--- START Working data ---

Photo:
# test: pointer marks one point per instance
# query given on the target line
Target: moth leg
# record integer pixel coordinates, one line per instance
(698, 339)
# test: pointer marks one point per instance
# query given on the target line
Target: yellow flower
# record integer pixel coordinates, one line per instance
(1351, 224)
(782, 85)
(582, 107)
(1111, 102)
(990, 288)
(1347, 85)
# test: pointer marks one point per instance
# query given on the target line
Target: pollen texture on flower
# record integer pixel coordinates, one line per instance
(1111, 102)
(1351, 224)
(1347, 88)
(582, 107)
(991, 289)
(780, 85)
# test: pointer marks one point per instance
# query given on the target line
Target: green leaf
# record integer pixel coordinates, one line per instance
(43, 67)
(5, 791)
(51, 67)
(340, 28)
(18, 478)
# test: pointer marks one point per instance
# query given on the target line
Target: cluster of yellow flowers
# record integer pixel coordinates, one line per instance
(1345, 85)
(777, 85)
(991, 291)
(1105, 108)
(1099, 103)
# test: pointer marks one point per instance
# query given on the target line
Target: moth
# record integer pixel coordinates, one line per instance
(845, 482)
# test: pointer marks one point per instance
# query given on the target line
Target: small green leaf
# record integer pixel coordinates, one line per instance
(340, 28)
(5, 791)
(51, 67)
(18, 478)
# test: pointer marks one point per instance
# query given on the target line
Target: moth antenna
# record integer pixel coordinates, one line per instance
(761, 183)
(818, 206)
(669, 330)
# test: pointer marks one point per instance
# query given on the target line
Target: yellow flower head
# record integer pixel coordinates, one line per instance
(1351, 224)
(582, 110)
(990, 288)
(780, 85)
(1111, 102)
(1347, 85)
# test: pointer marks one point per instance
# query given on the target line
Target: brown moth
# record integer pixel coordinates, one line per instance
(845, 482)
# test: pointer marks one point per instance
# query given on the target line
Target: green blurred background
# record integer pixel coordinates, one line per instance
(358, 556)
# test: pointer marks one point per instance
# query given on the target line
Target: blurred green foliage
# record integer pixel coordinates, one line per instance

--- END Working data ---

Repeat the entries shown above, every one, word for word.

Photo:
# test: pointer marks one point per instance
# query given on the target line
Target: moth leg
# record integer pixel coordinates, one line per instance
(698, 339)
# test: pointer marks one point per instance
# query given on the target line
Target: yellow flower
# record integer pixel coordinates, one line per instance
(1351, 224)
(782, 85)
(582, 107)
(1111, 102)
(990, 288)
(1347, 85)
# test: pointer marks one point per instance
# query given on the target line
Target: pollen texture on flower
# record integer pixel coordinates, one line per instance
(1111, 102)
(1351, 224)
(1347, 88)
(582, 107)
(991, 289)
(780, 85)
# test: pointer marks one point per instance
# query given on the target line
Target: green leaf
# record integer pixel coordinates, one line per instance
(43, 67)
(5, 791)
(51, 67)
(340, 28)
(18, 478)
# test: pointer marks one point per instance
# query given on the target line
Target: cluster of yellow flowers
# record integer pixel coordinates, one line per instance
(1345, 85)
(777, 85)
(991, 291)
(1105, 108)
(1099, 103)
# test: pointer marks one point per instance
# query given on the target line
Target: moth
# record integer pixel coordinates, one line per instance
(845, 482)
# test: pointer marks one point per instance
# query given on the target line
Target: small green leaf
# record integer pixel coordinates, one line per instance
(340, 28)
(5, 791)
(51, 67)
(18, 478)
# test: pointer marks one point per instance
# query given on the target line
Target: moth antenna
# record integer pixel coordinates, one line per instance
(761, 183)
(818, 206)
(669, 330)
# test: pointer marks one point per instance
# query given on the target line
Target: yellow flower head
# record integer pixel coordinates, one line per instance
(1351, 224)
(582, 110)
(990, 288)
(780, 85)
(1111, 102)
(1347, 85)
# test: pointer marks one point per instance
# query given on the target line
Target: brown moth
# record integer pixel coordinates, one line per instance
(845, 482)
# test: pointer marks one point per instance
# query given on the target line
Target: green blurred background
# record integer pixel coordinates, one line per instance
(358, 556)
# test: pointer marks one point per instance
# query given on the target line
Target: blurred green foliage
# record integer pixel coordinates, one line per instance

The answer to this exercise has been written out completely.